→ Directions for this task
Repeat the entries below exactly as they appear, with no pictures.

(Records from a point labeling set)
....

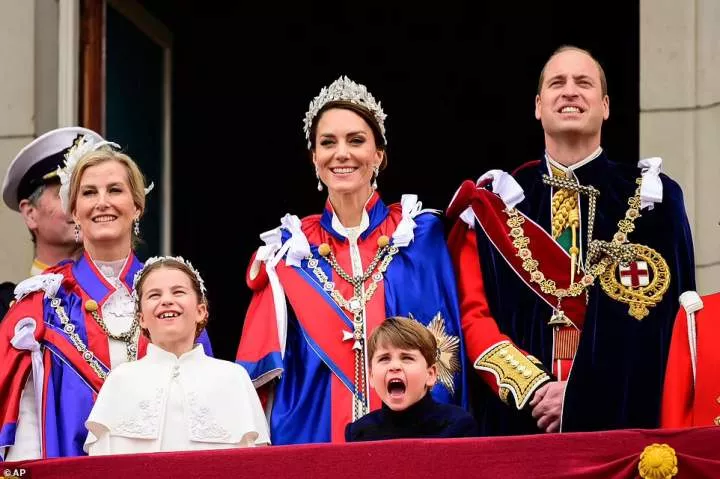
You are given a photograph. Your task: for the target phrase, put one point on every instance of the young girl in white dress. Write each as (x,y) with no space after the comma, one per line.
(176,398)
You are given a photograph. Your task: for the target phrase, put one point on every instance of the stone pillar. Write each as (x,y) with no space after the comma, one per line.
(28,107)
(680,113)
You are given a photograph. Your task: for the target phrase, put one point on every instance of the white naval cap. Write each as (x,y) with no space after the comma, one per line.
(38,162)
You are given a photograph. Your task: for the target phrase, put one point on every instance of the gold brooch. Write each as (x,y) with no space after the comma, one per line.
(641,283)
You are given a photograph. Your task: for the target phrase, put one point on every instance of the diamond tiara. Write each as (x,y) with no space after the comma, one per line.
(344,89)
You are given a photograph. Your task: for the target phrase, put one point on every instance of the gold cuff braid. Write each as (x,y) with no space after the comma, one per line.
(515,372)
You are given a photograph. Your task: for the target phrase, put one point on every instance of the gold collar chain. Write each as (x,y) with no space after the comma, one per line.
(600,253)
(355,305)
(82,348)
(128,337)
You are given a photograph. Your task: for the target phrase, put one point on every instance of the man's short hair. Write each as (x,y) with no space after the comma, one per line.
(566,48)
(404,333)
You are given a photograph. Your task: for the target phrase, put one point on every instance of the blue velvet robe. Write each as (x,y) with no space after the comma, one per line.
(617,377)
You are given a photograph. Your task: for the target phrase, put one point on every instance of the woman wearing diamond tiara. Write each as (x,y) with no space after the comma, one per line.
(321,284)
(76,321)
(197,402)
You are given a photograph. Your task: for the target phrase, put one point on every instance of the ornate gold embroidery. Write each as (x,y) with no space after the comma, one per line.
(448,360)
(514,371)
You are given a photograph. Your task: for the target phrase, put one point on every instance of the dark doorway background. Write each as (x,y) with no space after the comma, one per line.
(457,80)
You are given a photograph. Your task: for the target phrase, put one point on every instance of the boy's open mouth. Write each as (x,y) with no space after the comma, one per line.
(396,388)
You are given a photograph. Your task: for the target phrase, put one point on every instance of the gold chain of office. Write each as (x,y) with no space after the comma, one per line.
(600,253)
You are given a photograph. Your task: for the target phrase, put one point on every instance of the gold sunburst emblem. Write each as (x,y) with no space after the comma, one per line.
(658,461)
(448,350)
(639,295)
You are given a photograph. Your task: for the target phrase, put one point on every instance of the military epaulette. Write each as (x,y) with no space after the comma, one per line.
(516,373)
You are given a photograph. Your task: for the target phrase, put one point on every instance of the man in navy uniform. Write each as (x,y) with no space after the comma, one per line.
(31,187)
(569,272)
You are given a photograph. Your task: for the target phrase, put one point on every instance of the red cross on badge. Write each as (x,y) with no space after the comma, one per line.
(635,275)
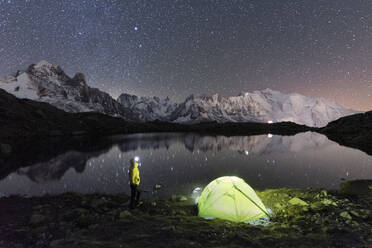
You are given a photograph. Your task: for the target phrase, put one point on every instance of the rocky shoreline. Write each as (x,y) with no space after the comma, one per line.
(301,218)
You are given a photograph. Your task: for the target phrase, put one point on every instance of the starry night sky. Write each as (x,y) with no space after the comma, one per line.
(320,48)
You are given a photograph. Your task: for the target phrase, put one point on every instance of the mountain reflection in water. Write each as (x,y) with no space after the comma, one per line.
(183,161)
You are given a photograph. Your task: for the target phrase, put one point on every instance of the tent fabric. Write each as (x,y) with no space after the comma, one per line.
(230,198)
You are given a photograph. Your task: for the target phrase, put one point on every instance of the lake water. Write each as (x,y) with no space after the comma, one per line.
(181,162)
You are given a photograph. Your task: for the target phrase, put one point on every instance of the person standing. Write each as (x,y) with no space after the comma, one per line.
(134,180)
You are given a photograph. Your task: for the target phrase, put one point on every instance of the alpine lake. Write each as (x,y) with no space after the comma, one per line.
(177,163)
(80,197)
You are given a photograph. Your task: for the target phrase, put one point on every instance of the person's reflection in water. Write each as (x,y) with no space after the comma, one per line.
(134,180)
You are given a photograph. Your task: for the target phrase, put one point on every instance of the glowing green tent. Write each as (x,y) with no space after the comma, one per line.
(230,198)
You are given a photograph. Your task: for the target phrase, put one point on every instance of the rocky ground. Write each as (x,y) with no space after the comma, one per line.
(301,218)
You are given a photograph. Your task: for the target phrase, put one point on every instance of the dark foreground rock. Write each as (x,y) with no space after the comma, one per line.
(353,131)
(301,218)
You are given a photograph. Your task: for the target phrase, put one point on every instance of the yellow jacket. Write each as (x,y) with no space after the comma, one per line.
(134,174)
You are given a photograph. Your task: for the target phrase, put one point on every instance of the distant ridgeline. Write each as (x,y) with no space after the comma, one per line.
(46,82)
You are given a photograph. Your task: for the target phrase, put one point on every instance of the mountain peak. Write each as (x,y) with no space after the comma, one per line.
(44,63)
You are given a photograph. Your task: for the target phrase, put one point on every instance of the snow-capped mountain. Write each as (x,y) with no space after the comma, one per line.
(259,106)
(46,82)
(149,108)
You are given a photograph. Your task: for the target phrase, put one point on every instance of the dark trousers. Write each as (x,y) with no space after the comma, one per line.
(134,195)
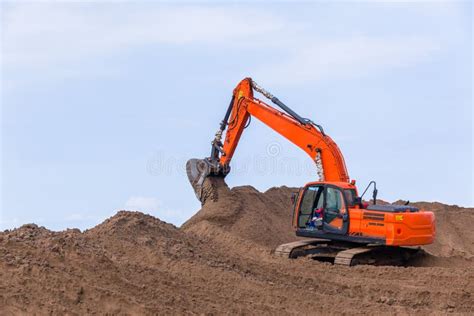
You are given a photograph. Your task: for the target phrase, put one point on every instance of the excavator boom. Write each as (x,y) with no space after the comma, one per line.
(305,134)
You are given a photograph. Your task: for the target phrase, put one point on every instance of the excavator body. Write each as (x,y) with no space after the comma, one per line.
(330,211)
(345,218)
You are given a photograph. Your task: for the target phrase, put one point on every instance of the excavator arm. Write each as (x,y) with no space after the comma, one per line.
(305,134)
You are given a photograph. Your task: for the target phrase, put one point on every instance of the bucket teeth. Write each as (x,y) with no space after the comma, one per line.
(197,171)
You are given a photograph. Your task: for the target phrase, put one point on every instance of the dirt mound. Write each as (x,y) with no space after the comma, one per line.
(244,212)
(219,262)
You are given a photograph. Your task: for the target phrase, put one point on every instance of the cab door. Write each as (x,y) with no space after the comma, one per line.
(335,217)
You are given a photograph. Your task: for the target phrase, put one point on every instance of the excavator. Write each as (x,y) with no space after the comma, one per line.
(336,223)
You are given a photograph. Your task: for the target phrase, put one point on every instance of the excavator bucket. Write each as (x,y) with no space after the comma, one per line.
(197,171)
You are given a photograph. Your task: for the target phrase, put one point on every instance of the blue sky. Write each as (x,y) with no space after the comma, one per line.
(103,102)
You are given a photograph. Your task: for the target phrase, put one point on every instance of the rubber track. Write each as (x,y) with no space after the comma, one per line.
(285,250)
(345,257)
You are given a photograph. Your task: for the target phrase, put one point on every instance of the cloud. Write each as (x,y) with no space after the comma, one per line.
(156,208)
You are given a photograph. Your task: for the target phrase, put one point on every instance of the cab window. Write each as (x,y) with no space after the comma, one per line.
(312,196)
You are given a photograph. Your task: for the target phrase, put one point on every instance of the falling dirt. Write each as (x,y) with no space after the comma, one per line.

....

→ Solved problem
You are given a photograph. Your task: for the target phrase, put one point on every instance of the young girl in white dress. Write each as (x,y) with no space after the comma, one per line.
(176,398)
You are given a photograph. Your task: for the target phrase, put one point on every instance of the stone pillar. Write each as (x,y) with no space after the comma, one per line.
(28,107)
(680,113)
You are given a photograph. Your task: for the target phrase, put one point on every instance of the white naval cap. Write each as (x,y) with no space after the comma, one per line.
(38,162)
You are given a photograph. Your task: for the target phrase, put one point on every instance of the gold brooch. Write each as (x,y) with no space after the comma, one per line.
(641,283)
You are given a photograph. Your task: for the target phrase, put one point on every instance of the diamond tiara. Write each as (x,y) with no space after the comma, one per line.
(344,89)
You are given a photograph. Your task: for the target phrase, put one point on every instance of the gold cuff braid. Write each as (x,y) with no space after the comma, one per line.
(515,372)
You are given a photograph. Your task: for the target phrase, put one point on every instance of the gold collar chain. Write each as (x,y) with no space after the comma, one per line.
(600,253)
(355,305)
(82,348)
(128,337)
You are given a photograph. Your task: for the target phrase, put one point on every instance of the man's short hair. Write each as (x,y) with no space after the comma, one per line.
(566,48)
(404,333)
You are given a photograph. Your task: for the target phrase, put one point on every instance of the blue velvet robe. Write each as (x,y) with no space after the comma, one per line.
(617,377)
You are given a photograph. Your task: for the target phrase, put one point on every instance of the woman wearing diamond tiara. Write each as (x,y) with no space after the comma, one per line.
(321,284)
(76,321)
(197,402)
You are given a photograph. Your task: for the target phrase, put one point on every instance of the ornate gold embroidery. Write each as (x,y) with no space after the comma, one per line.
(448,360)
(514,371)
You are given a photograph. Your task: for the target phrase, put one point on every instance of the dark doorway background. Write each as (x,y) with no space after the comma, one per line.
(457,80)
You are given a photograph. Your task: for the target phrase, put one point on every instance of the boy's open mouth. Write each as (x,y) with no space after the comma, one per line.
(396,388)
You are given a photograph. Your task: for the target phrase, put one point on every instance of the gold chain of office. Write each as (x,y) with no space after the comma, one per line.
(600,253)
You are given a photograph. Your task: for the target phrase, put one point on every instance of the gold sunburst emblem. Write each as (x,y) with no space after the comma, one per line.
(658,461)
(448,350)
(639,295)
You are given a photograph. Your task: for the target phrase, put one point on every instance of the military epaulette. Write each as (x,y) with no space after the comma, one per line.
(516,373)
You are given a photograph. Your task: for the target phrase, put one point on every instance of the man in navy uniform. Write each as (x,y) with no space after the comma, one per line.
(31,187)
(569,272)
You are given a photograph. Your task: for the target phrase, put one point on every instance of the red cross on badge. Write each as (x,y) with no space after the comma, one per line.
(635,275)
You are given a photograph. Your task: for the target phrase, put one point on every instance of the rocky shoreline. Write each as (x,y) with no space after the comma, one per line.
(301,218)
You are given a photograph. Your task: for the target phrase, put one point on every instance of the starry night sky. Write each as (x,y) with no space after the comma, one per line.
(320,48)
You are given a photograph. Your task: for the target phrase, put one point on every instance of the mountain reflection in water. Write each as (x,y) with no space after the comma, one per line.
(183,161)
You are given a photograph. Your task: for the target phrase, put one point on every instance of the tent fabric. Write each as (x,y) with no space after the comma, one per line.
(230,198)
You are given a photograph. Your task: for the target phrase, put one point on every instance of the lake water. Write each as (x,y) with no space after the comma, one per line.
(181,162)
You are given a photograph. Your task: for the target phrase, put one point on every instance of the person standing. Write each as (x,y) with no space after the comma, one per line.
(134,180)
You are given a photograph. Your task: for the target phrase, put one point on every instance of the alpine lake. Write each as (x,y) with no space after the comma, one per line.
(177,163)
(80,197)
You are given a photograph. Your task: for the target phrase, put one point on every instance of the person's reflection in water. Write each as (x,y) with no space after the comma, one per line.
(134,180)
You are given a photograph. Your task: for the target phrase, put one point on every instance of the glowing green tent. Write each as (x,y) with no space after the comma, one per line.
(230,198)
You are given a photograph. Your task: for the target phrase, put one point on every instance of the rocky ground. Write each as (x,y) with no space after the comma, one per line.
(301,218)
You are given a photograph. Your task: for the target phrase, put one point on every instance of the dark foreground rock. Write each as (x,y) with no space after the comma, one per line.
(353,131)
(301,218)
You are given a photograph. Your task: for the target phrase, put one point on every instance of the yellow jacket. Write each as (x,y) with no space after the comma, one per line.
(134,174)
You are given a photograph. Your task: for the target phrase, put one point on every instance of the distant ridgeline. Write each as (x,y) with no space after the comma, one per line.
(46,82)
You are given a photograph. Your task: for the target phrase, put one point on every instance of the mountain peak. Write each as (x,y) with no space after the comma, one per line.
(44,63)
You are given a photograph. Your task: for the target phrase, put one point on every instance of the snow-capped mountain. Write each as (x,y) with no space after the comma, one per line.
(259,106)
(46,82)
(149,108)
You are given a photograph. Your task: for the target phrase, put one point on every instance of the dark trousers. Write each as (x,y) with no space after the comma, one per line.
(134,195)
You are given a photograph. Your task: for the target phrase, put one point on every instance of the excavator boom. Write each as (x,y) with no space after the comma, one per line.
(305,134)
You are given a photograph. Your task: for the target phrase, put one point on every instance of the excavator body. Write each as (x,y) with no space after the comma, one per line.
(330,211)
(345,218)
You are given a photograph. Your task: for the target phrase, put one point on every instance of the excavator arm. Write each as (x,y) with no space after the comma, one per line.
(305,134)
You are given a photograph. Your task: for the target phrase, put one point on every instance of the bucket teeth. Write each as (x,y) with no space after the comma, one per line.
(197,171)
You are given a photograph. Your task: for the target phrase, put one point on every instance of the dirt mound. Write each as (x,y) with no space after the comma, one per line.
(244,212)
(219,262)
You are given a photograph. Your task: for the target phrase, put one point on every instance of the cab door. Write each as (x,y) with no space after the comma, one per line.
(335,217)
You are given a photograph. Your task: for the target phrase, put one point on every instance of the excavator. Write each as (x,y) with no space after the comma, one per line.
(336,223)
You are given a photograph. Your task: for the target phrase, put one point on every instance of the excavator bucket. Write each as (x,y) with no space after the comma, one per line.
(197,171)
You are given a photograph. Your task: for the target phrase, put one point on every instance of the blue sky. Write each as (x,y) with no space after the comma, one per line.
(103,102)
You are given a photograph. Your task: for the target phrase, put one point on every instance of the rubber track. Write each as (x,y) with no space after the comma, one per line.
(285,250)
(345,257)
You are given a photograph. Your task: for the target phrase, put one point on every instance of the cloud. Write each as (x,y) with no space after the comma, one per line.
(156,208)
You are given a photograph. Your task: for the target phrase, put one point on every instance of the cab window. Write each as (x,y) with no space after the comma, one per line.
(312,196)
You are given a photograph. Your task: for the target phrase, put one point on every instance of the falling dirt. Write each as (x,y) with no space after the comma, one per line.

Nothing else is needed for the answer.